* **Instruction**
Which lines in the items below contain the word "MUST"? Pick out each one and copy it, treating uppercase and lowercase as different.

Rows from a dataset:

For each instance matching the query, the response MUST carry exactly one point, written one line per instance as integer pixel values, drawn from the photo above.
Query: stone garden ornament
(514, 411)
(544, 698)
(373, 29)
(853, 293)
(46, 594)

* **Response**
For each instance matching the query, the response MUST carry exactly one point, written one line per instance as integer pixel values, drawn from the photo above.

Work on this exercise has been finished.